→ **INSTRUÇÃO A**:
Você pode transcrever, do texto sobre a penhora on line na execução fiscal abaixo, o trecho que se abre com as palavras que contêm "Ademais, pensamos que" e se fecha com "Constituição de 1988."?

→ **FONTE**:
----
Assim, não obstante a relevância de munir de eficiência a execução do crédito tributário, o meio adotado (preferência da penhora on line) conduz a resultados não permitidos pela Constituição, à luz da interpretação pacificada pelo seu guardião, o STF, no sentido de que nenhuma atividade estatal no campo da fiscalidade poderá proibir o exercício de um direito fundamental ou restringir em excesso o livre exercício da atividade econômica.
Desse modo, sob o ângulo do princípio da segurança jurídica material, a primeira parte do art. 185-A do CTN deve ser aplicado na sua literalidade - diversamente da interpretação dada pelo STJ -, pois é o resultado da ponderação efetuada pelo legislador complementar em sintonia com a jurisprudência do STF, equilibrando a eficiência na cobrança do crédito tributário com o imperativo de preservação da atividade econômica do contribuinte61.
Ademais, pensamos que merecem conhecimento os recursos extraordinários interpostos com fundamento no princípio da segurança jurídica para a revisão do posicionamento fixado pelo STJ. Mais do que a ofensa direta a um dispositivo da Carta Magna, a interpretação fixada no REsp nº 1.184.765/PA afronta a confiabilidade na estabilidade e na funcionalidade do Sistema Constitucional Tributário. O art. 102, inciso III, “a” da CR reclama a intervenção do STF para reafirmar a sua própria jurisprudência, afastar o estado de insegurança, e impedir o retrocesso na concretização dos direitos fundamentais conquistada pela Excelsa Corte ao longo de sua experiência na vigência da Constituição de 1988.
4. Conclusões
O Superior Tribunal de Justiça, como se depreende do acórdão prolatado pela Primeira Seção no REsp nº 1.184.765/PA, firmou a posição de que a penhora on line instituída pelo art. 655-A do CPC é aplicada na execução fiscal. Para a fundamentação da decisão atribuiu ao postulado do “dever fundamental de pagar tributo” relevância axiomática, como se fosse o “fim” do Estado fiscal a que todas as categorias normativas do sistema tributário devessem se conformar. A consequência imediata dessa proposição foi a exclusão do interesse da arrecadação do dever de sopesamento com os demais valores institucionalizados na Constituição Democrática, precipuamente os direitos e liberdades fundamentais do contribuinte.
Os contribuintes levaram o debate ao Supremo Tribunal Federal. Todavia, a Corte Excelsa firmou a orientação de que o tema é de natureza exclusivamente infraconstitucional porquanto a jurisprudência do Superior Tribunal de Justiça está alicerçada na interpretação acerca do alcance do art. 655-A do CPC. Eventual ofensa à Constituição da República seria apenas indireta.
----
→ **INSTRUÇÃO B**:
Quais linhas dos registros abaixo contêm a palavra "hair"? Liste todas, levando em conta a diferença entre maiúsculas e minúsculas.
----
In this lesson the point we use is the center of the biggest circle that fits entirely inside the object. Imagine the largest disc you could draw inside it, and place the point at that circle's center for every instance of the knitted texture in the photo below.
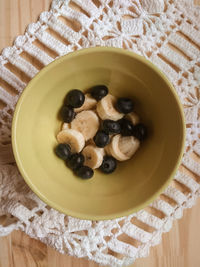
(166, 33)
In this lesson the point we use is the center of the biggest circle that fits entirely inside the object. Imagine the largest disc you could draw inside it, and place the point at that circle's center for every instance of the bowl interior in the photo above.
(135, 182)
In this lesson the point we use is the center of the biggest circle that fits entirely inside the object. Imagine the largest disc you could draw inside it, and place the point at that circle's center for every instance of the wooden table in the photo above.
(179, 247)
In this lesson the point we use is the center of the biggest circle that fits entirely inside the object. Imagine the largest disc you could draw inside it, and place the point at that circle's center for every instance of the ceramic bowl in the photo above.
(136, 182)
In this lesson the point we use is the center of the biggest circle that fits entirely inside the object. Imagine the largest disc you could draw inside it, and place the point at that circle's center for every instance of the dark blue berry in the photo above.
(75, 98)
(111, 126)
(101, 139)
(63, 151)
(76, 161)
(99, 91)
(108, 165)
(124, 105)
(140, 131)
(67, 113)
(126, 127)
(84, 172)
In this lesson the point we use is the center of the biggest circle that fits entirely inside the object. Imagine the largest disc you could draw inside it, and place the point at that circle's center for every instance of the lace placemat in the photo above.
(165, 32)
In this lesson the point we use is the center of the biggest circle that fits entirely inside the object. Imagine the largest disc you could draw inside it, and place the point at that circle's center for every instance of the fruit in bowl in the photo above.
(135, 182)
(104, 125)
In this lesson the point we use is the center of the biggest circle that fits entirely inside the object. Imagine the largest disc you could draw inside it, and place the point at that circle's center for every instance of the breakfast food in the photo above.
(97, 131)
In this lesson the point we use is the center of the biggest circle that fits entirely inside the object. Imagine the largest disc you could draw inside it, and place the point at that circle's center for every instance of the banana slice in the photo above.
(128, 145)
(89, 103)
(133, 117)
(87, 123)
(72, 137)
(122, 147)
(93, 156)
(114, 149)
(65, 126)
(106, 109)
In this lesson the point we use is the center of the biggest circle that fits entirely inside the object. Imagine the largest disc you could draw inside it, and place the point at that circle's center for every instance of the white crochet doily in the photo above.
(165, 32)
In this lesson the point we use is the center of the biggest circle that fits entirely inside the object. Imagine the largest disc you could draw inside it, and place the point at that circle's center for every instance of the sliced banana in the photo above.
(89, 103)
(114, 149)
(65, 126)
(122, 147)
(93, 156)
(106, 109)
(72, 137)
(128, 145)
(133, 117)
(87, 123)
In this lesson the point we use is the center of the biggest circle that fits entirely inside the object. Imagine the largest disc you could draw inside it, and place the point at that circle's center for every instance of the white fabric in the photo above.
(165, 32)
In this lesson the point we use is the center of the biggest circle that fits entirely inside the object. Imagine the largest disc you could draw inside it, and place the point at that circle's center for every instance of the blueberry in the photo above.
(124, 105)
(75, 98)
(76, 161)
(140, 131)
(111, 126)
(63, 151)
(67, 113)
(99, 91)
(126, 127)
(84, 172)
(101, 139)
(109, 164)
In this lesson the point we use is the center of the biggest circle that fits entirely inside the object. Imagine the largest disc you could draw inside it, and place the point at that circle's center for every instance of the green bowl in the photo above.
(136, 182)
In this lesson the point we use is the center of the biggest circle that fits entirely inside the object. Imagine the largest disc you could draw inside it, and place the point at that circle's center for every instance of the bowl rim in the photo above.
(52, 65)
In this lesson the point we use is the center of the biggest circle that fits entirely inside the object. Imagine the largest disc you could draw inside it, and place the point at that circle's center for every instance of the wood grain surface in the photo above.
(179, 247)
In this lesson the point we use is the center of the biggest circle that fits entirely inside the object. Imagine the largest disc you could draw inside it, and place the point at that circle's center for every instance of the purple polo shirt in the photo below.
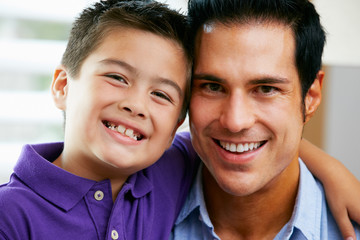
(42, 201)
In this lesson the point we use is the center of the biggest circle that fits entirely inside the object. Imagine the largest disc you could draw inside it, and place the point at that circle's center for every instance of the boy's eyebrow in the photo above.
(207, 77)
(120, 63)
(134, 70)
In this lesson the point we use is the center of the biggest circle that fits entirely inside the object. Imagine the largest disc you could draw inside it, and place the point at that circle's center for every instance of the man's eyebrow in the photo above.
(256, 81)
(269, 80)
(135, 71)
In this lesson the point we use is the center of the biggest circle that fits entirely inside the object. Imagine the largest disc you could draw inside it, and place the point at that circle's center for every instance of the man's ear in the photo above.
(59, 87)
(313, 96)
(174, 132)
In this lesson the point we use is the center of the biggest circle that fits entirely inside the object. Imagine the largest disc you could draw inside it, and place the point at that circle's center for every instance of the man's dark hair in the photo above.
(299, 15)
(96, 22)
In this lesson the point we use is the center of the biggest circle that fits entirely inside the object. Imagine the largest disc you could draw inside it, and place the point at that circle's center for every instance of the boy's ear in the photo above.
(174, 132)
(313, 97)
(59, 87)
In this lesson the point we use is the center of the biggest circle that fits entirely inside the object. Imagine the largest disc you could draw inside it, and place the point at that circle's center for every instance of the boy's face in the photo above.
(122, 110)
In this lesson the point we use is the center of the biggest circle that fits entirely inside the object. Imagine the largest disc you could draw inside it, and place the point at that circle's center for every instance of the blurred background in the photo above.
(33, 37)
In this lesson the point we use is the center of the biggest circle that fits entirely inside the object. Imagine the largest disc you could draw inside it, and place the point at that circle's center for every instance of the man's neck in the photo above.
(260, 215)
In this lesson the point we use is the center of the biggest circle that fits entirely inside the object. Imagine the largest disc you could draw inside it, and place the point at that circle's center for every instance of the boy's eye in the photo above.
(162, 95)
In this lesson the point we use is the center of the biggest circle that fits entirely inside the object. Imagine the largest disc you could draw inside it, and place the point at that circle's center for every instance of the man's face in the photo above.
(246, 108)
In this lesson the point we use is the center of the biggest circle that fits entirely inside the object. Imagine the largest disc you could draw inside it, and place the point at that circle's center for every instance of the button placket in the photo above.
(99, 195)
(114, 235)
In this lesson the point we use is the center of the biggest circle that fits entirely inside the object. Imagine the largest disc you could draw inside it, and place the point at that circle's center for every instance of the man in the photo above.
(256, 82)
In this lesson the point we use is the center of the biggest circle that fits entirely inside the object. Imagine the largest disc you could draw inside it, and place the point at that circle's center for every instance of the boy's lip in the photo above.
(125, 129)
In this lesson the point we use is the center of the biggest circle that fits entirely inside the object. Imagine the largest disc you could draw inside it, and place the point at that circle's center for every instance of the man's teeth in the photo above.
(241, 147)
(123, 130)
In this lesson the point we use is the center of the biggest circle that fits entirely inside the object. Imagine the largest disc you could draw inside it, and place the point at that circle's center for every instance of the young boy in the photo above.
(123, 83)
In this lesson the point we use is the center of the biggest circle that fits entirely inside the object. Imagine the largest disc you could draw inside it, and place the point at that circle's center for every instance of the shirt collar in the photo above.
(307, 210)
(306, 216)
(195, 200)
(58, 186)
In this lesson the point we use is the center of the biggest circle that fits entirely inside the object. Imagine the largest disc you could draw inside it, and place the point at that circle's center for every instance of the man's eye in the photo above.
(267, 89)
(162, 95)
(213, 87)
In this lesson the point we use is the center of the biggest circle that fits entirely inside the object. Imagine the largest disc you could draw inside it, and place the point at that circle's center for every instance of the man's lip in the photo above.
(239, 147)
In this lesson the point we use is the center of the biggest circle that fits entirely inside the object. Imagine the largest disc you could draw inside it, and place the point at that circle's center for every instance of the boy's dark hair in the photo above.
(299, 15)
(96, 22)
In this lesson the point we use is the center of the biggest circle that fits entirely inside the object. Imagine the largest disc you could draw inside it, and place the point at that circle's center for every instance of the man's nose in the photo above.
(238, 113)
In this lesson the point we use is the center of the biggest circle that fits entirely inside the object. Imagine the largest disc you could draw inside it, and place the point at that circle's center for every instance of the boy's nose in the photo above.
(134, 105)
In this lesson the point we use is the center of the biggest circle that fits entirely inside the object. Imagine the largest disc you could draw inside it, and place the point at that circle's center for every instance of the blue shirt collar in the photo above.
(306, 218)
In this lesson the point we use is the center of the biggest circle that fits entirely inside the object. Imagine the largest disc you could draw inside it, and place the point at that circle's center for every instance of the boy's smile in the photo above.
(246, 108)
(123, 109)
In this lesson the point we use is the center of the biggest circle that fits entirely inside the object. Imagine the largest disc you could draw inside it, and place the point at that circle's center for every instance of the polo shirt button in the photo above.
(99, 195)
(114, 235)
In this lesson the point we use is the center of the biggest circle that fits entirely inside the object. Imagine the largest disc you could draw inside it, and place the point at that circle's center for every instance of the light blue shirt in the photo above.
(311, 218)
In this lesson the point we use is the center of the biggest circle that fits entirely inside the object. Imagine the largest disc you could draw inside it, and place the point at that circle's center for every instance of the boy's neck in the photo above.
(117, 181)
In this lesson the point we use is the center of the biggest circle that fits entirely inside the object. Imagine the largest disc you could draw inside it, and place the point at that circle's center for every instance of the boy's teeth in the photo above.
(123, 130)
(232, 147)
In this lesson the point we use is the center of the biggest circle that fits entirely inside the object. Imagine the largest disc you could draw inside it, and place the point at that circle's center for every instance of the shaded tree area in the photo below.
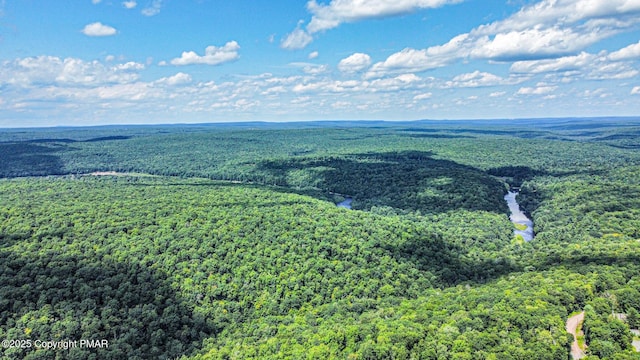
----
→ **SOLUÇÃO A**:
Ademais, pensamos que merecem conhecimento os recursos extraordinários interpostos com fundamento no princípio da segurança jurídica para a revisão do posicionamento fixado pelo STJ. Mais do que a ofensa direta a um dispositivo da Carta Magna, a interpretação fixada no REsp nº 1.184.765/PA afronta a confiabilidade na estabilidade e na funcionalidade do Sistema Constitucional Tributário. O art. 102, inciso III, “a” da CR reclama a intervenção do STF para reafirmar a sua própria jurisprudência, afastar o estado de insegurança, e impedir o retrocesso na concretização dos direitos fundamentais conquistada pela Excelsa Corte ao longo de sua experiência na vigência da Constituição de 1988.

→ **SOLUÇÃO B**:
In this lesson the point we use is the center of the biggest circle that fits entirely inside the object. Imagine the largest disc you could draw inside it, and place the point at that circle's center for every instance of the man's dark hair in the photo above.
In this lesson the point we use is the center of the biggest circle that fits entirely inside the object. Imagine the largest disc you could draw inside it, and place the point at that circle's center for every instance of the boy's dark hair in the photo above.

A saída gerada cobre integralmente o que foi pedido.